_About this exercise_
Please print the data that follows, keeping every line exact.

[Data extracted from a collection]

---

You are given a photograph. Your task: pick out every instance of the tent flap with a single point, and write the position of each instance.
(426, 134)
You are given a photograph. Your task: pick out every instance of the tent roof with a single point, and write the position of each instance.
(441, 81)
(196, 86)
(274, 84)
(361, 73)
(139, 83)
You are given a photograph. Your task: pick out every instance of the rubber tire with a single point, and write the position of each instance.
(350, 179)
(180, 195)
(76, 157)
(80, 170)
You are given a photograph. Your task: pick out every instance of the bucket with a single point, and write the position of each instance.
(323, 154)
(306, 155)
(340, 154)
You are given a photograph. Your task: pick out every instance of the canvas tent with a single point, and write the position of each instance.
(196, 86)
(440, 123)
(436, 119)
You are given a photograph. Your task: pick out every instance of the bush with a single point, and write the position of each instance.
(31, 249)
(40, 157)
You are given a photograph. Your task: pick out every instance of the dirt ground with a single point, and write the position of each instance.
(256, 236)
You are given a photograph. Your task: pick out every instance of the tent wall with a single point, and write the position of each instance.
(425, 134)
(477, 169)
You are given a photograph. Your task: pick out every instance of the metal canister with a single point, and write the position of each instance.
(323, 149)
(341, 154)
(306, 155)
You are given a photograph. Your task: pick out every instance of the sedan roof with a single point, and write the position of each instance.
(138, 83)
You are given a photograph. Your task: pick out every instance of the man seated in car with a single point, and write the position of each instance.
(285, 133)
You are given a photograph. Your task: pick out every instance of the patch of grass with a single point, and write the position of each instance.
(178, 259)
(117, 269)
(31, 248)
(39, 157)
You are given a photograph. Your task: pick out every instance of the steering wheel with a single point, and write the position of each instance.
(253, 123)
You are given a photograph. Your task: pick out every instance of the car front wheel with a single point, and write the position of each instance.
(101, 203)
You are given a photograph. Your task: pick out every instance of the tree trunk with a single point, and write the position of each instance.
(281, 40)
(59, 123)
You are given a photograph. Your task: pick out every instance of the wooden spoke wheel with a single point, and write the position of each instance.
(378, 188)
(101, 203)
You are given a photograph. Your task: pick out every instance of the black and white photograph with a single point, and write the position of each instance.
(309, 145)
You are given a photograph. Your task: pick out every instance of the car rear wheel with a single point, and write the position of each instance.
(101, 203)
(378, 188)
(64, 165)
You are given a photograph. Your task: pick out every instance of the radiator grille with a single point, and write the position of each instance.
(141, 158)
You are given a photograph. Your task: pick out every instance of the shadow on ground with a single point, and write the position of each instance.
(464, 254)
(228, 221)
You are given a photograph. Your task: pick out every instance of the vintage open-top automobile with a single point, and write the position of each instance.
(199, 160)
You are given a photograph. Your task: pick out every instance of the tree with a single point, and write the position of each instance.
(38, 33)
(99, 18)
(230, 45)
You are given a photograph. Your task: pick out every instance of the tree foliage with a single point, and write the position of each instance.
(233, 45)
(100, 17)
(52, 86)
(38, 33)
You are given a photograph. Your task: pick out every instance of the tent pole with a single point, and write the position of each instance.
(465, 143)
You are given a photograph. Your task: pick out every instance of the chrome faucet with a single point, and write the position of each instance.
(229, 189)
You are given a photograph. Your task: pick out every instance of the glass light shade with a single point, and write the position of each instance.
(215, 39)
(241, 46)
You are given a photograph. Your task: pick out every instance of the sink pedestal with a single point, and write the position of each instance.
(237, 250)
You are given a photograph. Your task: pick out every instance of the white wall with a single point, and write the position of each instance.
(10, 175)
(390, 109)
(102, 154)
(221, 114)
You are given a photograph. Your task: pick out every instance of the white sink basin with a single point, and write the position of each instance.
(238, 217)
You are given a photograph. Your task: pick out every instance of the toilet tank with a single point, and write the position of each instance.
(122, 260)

---

_Your solution_
You are given a photograph. Your task: pick out every instance of the tent flap with a single point, and write the position of each instance.
(426, 134)
You are given a photograph. Your task: pick out every instance of the tent roof with a single point, and write the position of each instance.
(441, 81)
(196, 86)
(274, 84)
(361, 73)
(139, 83)
You are given a photograph. Your task: pick out every instance of the rubber tire with a single point, and write the position of each instance.
(350, 179)
(180, 195)
(76, 157)
(80, 170)
You are given a photograph. Your task: pick out every instance of the bucket with a single point, and write the position of each instance.
(323, 154)
(306, 155)
(340, 154)
You are given a photograph. Your task: pick out every instance of the canvas tent with a single point, and write the position of each instance.
(196, 86)
(440, 123)
(436, 119)
You are given a photograph. Your task: pick out every instance of the bush with a single point, and write the position of each instance.
(31, 249)
(40, 157)
You are given a photograph. Your task: pick out every instance of the dirt ground with a single point, and write the position of each instance.
(256, 236)
You are given a photograph. Your task: pick out every instance of the tent wall with a single point, and write the position of each instance.
(425, 134)
(477, 169)
You are given a photograph. Your task: pick out every instance of the metal canister with a single point, and write the position of each instance.
(323, 149)
(341, 154)
(306, 155)
You are given a photograph. Your task: pick out every instance of the sedan roof with a single point, and write the position of each instance.
(138, 83)
You are given a photograph. Your task: pick out every instance of the man seated in car with a single point, and write the position of each instance.
(285, 133)
You are given a photograph. Your task: pick out every instance of the patch of grass with a single point, and write the position of each instance.
(178, 259)
(117, 269)
(31, 248)
(39, 157)
You are given a photograph. Your task: pick out every instance of the steering wheel with a single point, and write the position of each instance.
(253, 123)
You are given a photograph. Your task: pick out every instance of the car front wheel with a single point, and write the position of each instance.
(101, 203)
You are given a photograph. Your task: pick out every instance of the tree trunk with a single point, and write the position of each instance.
(281, 40)
(59, 123)
You are given a photograph. Your task: pick out every instance of the wooden spoke wheel with a single point, and write the position of each instance.
(378, 188)
(101, 203)
You are given a photograph. Your task: pick out every instance of the black and white photograph with a single point, and write the position of each instance.
(309, 145)
You are given a photograph. Your task: pick out every instance of the car rear wheel with a single point, and write the position of each instance.
(101, 203)
(378, 188)
(64, 165)
You are given a photograph. Your task: pick out every instance of the radiator grille with a single point, and write the position of each instance.
(141, 158)
You are given a photograph. Your task: pick out every instance of the shadow on ground with a single point, and write the position of each instance.
(464, 254)
(228, 221)
You are given a photograph. Your task: pick out every instance of the vintage open-top automobile with a single point, and write the position of each instance.
(199, 160)
You are given a photograph. Your task: pick out every instance of the tree with a single point, and write the position of each instance.
(38, 33)
(99, 18)
(230, 45)
You are given a photograph. Your task: pick out every instance of the tree foliage with a single point, and write the position of each instance.
(233, 45)
(100, 17)
(52, 86)
(38, 33)
You are given a photograph. Your task: pick out every instance of the tent pole with a single point, and write the position of each instance.
(465, 143)
You are given a photograph. Your task: pick out every instance of the chrome faucet with a single point, and write the position of each instance.
(229, 189)
You are given a photograph. Your task: pick out every instance of the glass light shade with a single point, and write the position of each instance.
(215, 39)
(241, 46)
You are given a photograph. Your task: pick out every instance of the sink pedestal with a single point, and write the position of each instance.
(237, 250)
You are given a photograph. Your task: pick out every instance of the white wall with a single point, and write the position of each instance.
(10, 175)
(390, 109)
(102, 154)
(221, 114)
You are given a photograph. Your task: pick out every instance of the white sink basin with a single point, and write the position of each instance.
(238, 217)
You are given a photograph. Your task: pick out every instance of the toilet tank with a single point, and write the position of each instance.
(122, 260)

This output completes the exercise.